Set down everything from the row containing "For each instance of the traffic" down to the last of the rows below, keeping every line identical.

____________________

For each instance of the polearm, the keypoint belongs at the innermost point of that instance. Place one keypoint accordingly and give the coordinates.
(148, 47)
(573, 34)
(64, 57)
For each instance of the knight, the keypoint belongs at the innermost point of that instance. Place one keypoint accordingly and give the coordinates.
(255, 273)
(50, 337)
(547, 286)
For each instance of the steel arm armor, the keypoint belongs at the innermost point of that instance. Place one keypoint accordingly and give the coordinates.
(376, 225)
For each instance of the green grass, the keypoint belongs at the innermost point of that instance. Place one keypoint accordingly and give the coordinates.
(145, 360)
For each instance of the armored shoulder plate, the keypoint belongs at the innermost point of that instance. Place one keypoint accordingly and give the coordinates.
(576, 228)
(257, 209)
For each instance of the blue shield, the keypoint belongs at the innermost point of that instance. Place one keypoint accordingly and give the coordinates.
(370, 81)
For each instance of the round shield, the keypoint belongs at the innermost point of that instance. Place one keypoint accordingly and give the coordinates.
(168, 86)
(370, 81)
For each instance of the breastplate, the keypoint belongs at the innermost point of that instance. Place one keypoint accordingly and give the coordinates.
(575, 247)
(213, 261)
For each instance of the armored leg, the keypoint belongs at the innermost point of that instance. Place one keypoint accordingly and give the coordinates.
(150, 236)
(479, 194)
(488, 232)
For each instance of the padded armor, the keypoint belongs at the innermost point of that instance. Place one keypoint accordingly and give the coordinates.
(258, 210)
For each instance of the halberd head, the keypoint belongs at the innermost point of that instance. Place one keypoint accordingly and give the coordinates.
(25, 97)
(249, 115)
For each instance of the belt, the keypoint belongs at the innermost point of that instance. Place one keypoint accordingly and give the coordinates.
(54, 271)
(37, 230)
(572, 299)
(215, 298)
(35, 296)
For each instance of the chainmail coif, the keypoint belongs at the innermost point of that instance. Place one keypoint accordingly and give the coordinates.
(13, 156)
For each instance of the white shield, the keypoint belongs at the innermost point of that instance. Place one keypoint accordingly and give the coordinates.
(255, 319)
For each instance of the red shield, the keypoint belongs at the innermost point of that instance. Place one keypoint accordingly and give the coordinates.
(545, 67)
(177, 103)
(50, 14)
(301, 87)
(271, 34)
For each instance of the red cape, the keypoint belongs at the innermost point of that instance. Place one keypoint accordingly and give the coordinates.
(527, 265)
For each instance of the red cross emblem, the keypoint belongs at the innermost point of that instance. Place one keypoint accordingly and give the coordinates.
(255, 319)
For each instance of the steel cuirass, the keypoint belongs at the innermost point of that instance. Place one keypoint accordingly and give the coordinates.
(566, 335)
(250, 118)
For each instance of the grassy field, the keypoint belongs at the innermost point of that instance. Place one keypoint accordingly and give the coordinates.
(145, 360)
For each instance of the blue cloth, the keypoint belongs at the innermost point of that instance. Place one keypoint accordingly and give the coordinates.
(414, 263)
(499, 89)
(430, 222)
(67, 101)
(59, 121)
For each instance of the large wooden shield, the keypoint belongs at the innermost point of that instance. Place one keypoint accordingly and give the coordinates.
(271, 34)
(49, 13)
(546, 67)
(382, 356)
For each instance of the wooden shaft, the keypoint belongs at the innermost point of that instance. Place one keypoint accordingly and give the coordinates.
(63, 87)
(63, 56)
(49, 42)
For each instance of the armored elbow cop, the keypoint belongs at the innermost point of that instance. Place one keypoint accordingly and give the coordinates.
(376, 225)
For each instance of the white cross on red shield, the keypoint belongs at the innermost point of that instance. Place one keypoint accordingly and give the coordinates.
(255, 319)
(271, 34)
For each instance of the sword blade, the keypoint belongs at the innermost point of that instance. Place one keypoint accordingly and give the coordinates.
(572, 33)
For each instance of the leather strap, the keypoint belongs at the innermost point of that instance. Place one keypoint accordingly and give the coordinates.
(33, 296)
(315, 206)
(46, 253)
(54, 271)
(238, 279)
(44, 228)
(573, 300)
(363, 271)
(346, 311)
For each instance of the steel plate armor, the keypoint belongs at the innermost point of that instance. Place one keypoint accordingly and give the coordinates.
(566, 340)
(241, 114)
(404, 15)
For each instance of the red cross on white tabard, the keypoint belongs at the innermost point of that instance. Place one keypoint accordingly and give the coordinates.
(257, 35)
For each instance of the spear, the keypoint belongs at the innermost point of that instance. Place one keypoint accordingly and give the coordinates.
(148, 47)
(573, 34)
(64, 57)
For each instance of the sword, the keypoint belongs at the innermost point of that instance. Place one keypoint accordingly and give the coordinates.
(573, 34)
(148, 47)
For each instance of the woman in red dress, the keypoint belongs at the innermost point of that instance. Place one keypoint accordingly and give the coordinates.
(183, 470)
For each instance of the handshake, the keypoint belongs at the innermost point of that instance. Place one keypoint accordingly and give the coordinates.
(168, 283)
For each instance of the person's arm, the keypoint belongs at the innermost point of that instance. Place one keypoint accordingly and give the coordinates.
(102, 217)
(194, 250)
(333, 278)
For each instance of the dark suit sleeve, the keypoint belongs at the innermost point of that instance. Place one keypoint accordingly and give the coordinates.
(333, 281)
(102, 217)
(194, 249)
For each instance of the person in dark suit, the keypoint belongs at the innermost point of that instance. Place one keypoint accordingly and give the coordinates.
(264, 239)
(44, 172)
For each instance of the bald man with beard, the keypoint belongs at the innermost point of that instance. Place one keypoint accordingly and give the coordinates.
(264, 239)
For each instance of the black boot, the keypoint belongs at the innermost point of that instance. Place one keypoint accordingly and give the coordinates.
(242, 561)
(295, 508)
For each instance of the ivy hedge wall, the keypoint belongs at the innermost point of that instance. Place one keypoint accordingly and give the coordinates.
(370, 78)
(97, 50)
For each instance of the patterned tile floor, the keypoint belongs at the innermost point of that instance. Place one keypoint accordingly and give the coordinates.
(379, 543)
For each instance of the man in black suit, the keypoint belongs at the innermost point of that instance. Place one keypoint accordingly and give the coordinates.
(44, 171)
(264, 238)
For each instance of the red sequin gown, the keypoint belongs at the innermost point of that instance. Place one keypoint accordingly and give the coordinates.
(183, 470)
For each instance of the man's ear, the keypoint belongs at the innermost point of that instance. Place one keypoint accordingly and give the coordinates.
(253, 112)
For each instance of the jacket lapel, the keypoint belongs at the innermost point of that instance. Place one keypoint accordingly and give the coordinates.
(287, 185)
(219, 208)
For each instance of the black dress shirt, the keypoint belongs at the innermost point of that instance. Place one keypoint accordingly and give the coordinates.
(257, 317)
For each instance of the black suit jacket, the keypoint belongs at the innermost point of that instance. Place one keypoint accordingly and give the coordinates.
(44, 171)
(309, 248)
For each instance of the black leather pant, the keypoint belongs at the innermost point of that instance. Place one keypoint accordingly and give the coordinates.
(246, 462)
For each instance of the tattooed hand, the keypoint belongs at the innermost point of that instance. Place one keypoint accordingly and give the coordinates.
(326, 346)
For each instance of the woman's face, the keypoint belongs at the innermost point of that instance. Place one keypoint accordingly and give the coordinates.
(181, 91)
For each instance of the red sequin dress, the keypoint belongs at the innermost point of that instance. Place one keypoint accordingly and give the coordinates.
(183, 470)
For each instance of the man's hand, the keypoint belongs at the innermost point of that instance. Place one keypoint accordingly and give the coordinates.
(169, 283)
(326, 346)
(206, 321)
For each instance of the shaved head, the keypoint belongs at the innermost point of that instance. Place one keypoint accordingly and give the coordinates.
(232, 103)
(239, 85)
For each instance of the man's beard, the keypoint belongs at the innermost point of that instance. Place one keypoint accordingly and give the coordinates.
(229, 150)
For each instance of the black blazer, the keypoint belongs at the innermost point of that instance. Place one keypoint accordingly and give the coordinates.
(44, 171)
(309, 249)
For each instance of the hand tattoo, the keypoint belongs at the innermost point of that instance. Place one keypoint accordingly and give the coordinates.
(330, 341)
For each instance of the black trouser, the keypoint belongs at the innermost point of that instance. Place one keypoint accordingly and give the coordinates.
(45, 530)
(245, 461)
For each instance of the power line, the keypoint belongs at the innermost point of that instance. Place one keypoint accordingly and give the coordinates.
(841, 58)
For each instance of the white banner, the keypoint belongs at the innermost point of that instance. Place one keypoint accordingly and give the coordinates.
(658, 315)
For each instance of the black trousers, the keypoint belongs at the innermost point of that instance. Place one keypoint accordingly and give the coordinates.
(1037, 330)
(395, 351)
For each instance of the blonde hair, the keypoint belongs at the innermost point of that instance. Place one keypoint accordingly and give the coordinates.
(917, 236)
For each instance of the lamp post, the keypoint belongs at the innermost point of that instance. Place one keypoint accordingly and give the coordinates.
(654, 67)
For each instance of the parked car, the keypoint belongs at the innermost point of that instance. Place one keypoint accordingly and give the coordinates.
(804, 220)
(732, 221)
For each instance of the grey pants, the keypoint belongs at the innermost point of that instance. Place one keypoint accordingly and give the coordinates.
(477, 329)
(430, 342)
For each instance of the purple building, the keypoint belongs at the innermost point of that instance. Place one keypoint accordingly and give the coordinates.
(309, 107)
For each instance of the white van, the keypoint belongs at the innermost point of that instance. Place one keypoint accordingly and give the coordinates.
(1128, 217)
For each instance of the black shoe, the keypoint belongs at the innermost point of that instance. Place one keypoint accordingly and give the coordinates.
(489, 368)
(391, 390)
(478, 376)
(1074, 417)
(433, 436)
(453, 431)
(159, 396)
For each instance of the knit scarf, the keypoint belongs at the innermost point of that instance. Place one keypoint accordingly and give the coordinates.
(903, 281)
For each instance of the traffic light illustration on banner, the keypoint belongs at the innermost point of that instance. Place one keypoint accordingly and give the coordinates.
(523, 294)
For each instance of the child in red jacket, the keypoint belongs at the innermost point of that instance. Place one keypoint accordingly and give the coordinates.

____________________

▶ [WORKED ANSWER]
For each instance of the traffic light illustration on banner, the keypoint belongs at the innermost point of that instance. Place one keypoint accordingly and give the coordinates.
(523, 294)
For each instance of the child in red jacket, the keypoint belongs at the innermost point of that instance. Place one keypoint accordingly and give the coordinates.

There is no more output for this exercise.